***** Source passage *****

BlockingMask=value\s*=\s*["']{0,1}([^"']*)["']{0,1}[\/\s>]

With the blocking mask as specified above, the response block will be modified to become value = “XXXXXXXXXX”

The second action for blocking a value attribute

Earlier we discussed adding two actions to our rules, both A_BlockCCInResponse1 and  A_BlockCCInResponse2. Why a second action? Because we don’t know if the developer (or framework) will put the name attribute first in the input tag, or the value attribute. So we need a variation on our StartPatternRE. The second action is identical to our first action, with the only difference being in the StartPatternRE.

StartPatternRE=(?-s)<[^>]*?\svalue\s*=\s*(["']{0,1}).*?\1\s+[^>]*?name\s*=\s*(["']{0,1})(CreditCard|CardNumber|NewPassword|SecurityAnswer1)\3[\/\s>]

In our second action, everything else, even the BlockingMAsk, does not get changed.

Blocking Data in the Response block that is not a value attribute

The section above discussed how to block a value attribute in an input tag. Occasionally you might find PCI data echoed in the body of the response. Examples I’ve seen are sites that echo back both a bank routing number and an account number, sites that display stored credit card numbers for editing, and similar examples. When you have a site that does this, you need to find an example, cut the HTML code around the PCI data, paste it into a text editor, then modify the real PCI data to be something ‘fake’.Then use the online testing tools, and develop a RegEx that will block the PCI portion of the data.

*****

_Short exercise 1_
According to the passage on blocking PCI data, how does the second action differ from the first?
_Short exercise 2_
List every field name that the StartPatternRE in the passage on blocking PCI data matches.

***** Entries *****

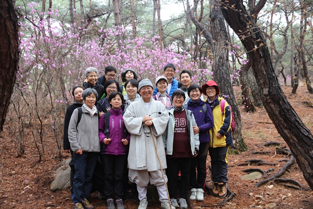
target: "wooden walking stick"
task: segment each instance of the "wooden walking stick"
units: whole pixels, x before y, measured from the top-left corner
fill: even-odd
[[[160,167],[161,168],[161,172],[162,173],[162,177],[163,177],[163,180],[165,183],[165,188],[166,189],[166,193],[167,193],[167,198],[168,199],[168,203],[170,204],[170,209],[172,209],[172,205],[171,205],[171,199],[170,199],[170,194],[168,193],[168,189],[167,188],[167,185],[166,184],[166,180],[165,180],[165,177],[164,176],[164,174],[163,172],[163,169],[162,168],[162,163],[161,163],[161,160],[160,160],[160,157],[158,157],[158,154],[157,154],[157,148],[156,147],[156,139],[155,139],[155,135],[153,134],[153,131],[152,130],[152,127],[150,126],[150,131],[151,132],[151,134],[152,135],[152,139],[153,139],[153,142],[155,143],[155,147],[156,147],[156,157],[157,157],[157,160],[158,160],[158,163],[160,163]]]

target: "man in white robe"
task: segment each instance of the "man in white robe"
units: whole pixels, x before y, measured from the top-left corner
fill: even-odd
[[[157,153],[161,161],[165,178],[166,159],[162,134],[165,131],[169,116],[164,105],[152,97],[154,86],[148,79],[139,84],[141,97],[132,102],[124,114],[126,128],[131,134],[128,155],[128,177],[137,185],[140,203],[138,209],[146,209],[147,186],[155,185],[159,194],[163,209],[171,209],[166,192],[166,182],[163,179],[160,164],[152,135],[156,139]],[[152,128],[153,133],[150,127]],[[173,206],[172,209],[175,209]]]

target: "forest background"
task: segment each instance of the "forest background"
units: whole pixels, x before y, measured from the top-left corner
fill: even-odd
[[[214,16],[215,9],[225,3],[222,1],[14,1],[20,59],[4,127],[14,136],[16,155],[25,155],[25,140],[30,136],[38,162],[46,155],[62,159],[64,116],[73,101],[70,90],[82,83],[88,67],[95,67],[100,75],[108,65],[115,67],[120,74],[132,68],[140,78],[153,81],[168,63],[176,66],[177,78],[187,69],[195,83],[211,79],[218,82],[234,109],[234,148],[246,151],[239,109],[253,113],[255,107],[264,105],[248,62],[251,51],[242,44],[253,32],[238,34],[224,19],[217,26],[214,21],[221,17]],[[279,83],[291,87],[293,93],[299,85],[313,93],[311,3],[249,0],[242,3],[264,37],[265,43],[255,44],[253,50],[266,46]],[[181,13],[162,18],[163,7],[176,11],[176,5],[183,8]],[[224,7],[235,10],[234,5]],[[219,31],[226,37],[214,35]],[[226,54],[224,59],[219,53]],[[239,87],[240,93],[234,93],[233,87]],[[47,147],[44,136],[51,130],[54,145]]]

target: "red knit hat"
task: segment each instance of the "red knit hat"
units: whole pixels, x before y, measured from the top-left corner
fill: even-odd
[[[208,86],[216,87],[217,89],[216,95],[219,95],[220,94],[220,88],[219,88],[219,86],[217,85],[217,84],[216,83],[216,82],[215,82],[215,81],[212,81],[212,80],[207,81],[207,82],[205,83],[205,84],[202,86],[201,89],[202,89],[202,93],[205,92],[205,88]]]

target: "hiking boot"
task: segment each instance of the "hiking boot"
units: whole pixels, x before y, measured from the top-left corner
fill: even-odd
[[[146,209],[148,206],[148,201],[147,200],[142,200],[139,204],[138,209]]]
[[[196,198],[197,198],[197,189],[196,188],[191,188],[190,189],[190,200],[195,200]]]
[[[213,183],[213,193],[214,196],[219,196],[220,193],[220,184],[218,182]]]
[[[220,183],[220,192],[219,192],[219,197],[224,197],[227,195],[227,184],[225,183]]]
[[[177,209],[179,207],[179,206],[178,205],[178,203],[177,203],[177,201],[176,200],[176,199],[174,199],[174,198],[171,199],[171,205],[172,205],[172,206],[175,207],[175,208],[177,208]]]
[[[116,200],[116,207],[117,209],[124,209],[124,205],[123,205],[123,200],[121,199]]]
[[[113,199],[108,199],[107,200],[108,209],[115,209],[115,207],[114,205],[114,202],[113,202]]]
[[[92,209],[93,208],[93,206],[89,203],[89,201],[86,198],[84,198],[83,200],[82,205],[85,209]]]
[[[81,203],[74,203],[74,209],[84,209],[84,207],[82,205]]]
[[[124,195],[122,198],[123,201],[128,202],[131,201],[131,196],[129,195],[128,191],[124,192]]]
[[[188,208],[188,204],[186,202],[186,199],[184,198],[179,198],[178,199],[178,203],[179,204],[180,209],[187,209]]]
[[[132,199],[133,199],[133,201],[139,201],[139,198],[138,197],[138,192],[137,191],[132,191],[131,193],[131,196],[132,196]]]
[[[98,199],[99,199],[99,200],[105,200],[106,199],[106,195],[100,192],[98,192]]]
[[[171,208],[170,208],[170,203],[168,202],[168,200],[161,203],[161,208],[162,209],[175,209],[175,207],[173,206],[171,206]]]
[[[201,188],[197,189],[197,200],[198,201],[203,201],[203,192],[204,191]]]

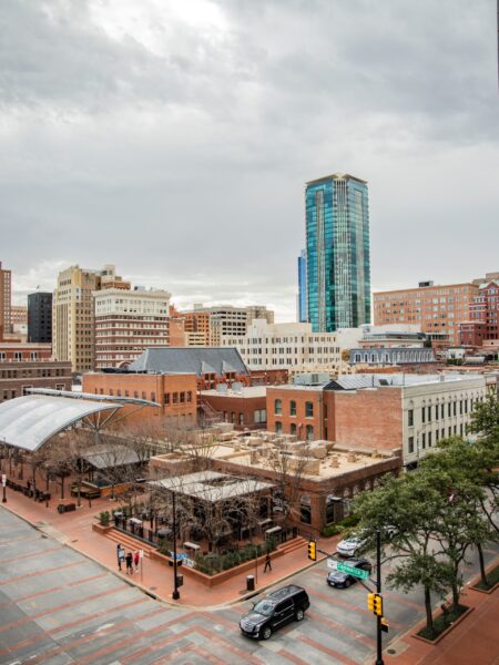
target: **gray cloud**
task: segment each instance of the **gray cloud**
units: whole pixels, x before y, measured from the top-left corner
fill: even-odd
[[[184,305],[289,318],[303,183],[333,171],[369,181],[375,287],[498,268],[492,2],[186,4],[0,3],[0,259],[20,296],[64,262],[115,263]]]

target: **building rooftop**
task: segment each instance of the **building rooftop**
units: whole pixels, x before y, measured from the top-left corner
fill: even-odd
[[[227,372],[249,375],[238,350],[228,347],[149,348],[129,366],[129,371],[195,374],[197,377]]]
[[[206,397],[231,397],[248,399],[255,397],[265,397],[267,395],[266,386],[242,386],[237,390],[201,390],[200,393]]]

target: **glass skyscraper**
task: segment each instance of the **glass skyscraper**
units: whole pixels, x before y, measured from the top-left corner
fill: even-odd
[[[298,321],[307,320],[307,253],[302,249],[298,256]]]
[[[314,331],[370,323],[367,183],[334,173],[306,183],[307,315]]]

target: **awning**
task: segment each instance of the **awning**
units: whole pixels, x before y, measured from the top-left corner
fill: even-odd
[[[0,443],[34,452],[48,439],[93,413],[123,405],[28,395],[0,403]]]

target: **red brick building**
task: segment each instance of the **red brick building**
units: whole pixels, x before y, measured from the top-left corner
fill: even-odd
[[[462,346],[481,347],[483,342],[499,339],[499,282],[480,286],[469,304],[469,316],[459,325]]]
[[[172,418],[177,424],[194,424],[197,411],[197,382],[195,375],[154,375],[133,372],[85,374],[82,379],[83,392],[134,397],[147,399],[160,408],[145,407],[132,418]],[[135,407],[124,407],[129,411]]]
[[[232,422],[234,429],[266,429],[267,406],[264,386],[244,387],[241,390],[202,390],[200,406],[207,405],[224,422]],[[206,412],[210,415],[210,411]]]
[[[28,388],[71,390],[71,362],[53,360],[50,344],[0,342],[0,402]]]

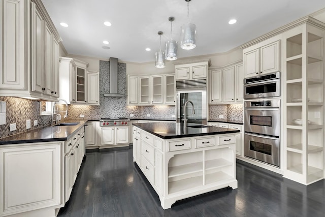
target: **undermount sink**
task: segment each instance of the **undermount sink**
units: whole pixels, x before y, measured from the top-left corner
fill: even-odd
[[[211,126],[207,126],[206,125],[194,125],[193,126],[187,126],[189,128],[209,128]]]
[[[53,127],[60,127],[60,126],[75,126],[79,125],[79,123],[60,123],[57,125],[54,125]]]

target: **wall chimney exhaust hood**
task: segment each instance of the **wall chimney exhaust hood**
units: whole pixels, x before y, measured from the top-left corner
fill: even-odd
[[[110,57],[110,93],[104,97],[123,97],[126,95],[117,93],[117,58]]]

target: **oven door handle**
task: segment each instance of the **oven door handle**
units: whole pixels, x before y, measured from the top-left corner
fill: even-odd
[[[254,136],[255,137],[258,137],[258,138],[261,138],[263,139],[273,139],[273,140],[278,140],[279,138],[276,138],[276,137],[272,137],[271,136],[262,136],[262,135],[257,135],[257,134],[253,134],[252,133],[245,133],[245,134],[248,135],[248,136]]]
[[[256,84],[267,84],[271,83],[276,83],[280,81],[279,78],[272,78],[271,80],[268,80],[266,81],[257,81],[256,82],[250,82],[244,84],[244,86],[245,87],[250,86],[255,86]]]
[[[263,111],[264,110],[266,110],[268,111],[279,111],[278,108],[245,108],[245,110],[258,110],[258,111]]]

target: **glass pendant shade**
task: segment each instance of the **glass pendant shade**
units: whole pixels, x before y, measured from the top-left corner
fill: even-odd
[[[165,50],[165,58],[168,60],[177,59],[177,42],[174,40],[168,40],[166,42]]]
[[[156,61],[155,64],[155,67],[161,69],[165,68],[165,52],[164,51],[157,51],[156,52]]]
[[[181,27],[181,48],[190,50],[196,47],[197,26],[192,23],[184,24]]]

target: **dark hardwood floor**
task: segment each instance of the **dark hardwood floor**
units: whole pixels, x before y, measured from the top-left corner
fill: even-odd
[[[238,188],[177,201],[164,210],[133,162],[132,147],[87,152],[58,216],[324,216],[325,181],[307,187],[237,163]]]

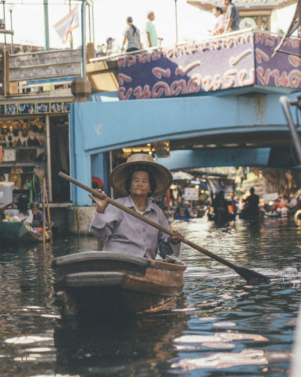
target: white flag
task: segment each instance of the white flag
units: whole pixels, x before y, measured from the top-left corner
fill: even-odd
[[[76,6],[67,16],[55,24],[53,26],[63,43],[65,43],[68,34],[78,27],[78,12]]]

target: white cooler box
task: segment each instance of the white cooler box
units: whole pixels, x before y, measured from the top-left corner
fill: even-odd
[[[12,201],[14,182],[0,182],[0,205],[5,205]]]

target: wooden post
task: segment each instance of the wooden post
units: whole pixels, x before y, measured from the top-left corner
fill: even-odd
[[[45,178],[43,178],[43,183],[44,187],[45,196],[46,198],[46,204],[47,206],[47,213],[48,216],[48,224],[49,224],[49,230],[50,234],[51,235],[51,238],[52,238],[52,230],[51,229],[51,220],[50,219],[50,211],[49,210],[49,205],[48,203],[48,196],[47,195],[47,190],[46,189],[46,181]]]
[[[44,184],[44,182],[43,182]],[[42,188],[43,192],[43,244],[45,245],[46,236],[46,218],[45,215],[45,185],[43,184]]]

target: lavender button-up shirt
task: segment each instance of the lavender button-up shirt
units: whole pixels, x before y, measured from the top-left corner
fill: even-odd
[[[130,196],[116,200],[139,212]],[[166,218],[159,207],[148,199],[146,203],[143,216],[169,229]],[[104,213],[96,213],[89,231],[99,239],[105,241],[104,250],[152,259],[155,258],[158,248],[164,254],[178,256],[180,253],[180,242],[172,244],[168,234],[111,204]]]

*****
***** Entries *****

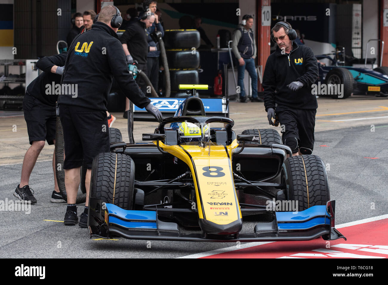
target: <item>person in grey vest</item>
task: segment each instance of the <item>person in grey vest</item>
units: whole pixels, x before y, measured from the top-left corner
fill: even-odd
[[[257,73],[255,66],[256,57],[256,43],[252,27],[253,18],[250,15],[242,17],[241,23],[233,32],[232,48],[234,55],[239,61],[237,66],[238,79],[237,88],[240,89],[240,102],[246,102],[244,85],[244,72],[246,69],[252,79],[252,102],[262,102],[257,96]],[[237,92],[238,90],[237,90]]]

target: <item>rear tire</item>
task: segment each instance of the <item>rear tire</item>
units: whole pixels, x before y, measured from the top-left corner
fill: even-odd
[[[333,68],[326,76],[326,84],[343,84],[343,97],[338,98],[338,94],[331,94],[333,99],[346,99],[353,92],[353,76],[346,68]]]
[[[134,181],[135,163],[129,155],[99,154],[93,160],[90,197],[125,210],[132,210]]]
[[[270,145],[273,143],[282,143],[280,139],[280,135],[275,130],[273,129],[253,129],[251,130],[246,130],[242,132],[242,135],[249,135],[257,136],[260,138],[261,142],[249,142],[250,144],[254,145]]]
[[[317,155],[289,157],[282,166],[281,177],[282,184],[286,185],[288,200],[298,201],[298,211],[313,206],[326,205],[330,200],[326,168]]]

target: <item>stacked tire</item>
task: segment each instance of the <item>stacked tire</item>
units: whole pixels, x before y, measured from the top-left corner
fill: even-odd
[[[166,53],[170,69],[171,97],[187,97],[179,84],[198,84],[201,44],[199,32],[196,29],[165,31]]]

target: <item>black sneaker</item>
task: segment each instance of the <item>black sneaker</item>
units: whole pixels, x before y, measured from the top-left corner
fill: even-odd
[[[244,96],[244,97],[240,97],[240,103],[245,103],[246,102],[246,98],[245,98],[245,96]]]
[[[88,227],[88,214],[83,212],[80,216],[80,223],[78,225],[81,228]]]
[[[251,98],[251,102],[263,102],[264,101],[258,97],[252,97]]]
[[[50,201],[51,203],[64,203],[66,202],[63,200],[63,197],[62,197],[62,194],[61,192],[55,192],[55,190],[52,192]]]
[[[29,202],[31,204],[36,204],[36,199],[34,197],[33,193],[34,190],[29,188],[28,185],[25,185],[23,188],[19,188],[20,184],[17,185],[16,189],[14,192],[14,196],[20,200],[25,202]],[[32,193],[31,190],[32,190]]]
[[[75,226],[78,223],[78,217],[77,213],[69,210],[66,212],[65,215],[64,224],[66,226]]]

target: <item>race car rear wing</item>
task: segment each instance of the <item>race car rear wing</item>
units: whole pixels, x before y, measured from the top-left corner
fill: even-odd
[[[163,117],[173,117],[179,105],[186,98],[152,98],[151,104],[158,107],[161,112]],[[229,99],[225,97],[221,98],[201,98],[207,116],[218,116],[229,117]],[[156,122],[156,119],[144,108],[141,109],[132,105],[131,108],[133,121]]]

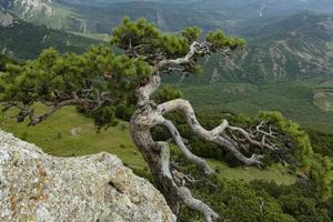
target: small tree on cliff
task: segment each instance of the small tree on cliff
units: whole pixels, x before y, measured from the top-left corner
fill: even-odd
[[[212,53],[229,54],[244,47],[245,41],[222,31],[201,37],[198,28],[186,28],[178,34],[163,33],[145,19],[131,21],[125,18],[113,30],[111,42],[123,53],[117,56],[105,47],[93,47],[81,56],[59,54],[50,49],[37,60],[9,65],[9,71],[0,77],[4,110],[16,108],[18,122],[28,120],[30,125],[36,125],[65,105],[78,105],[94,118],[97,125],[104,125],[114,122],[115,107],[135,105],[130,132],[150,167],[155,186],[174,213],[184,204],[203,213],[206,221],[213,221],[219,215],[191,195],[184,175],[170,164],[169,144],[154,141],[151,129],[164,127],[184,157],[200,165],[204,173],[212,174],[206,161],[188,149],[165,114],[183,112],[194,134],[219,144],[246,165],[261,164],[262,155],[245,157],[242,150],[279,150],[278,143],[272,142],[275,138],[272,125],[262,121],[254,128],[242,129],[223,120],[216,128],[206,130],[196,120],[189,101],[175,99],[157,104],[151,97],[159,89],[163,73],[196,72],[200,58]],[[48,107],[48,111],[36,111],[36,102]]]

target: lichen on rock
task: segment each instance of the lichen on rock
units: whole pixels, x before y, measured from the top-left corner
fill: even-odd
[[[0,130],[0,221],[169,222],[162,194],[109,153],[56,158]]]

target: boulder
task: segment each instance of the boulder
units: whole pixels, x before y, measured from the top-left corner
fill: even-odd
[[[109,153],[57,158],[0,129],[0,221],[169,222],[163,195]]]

*****

_Expected output 1_
The only difference is in the StartPatternRE.

_Expected output 2_
CreditCard, CardNumber, NewPassword, SecurityAnswer1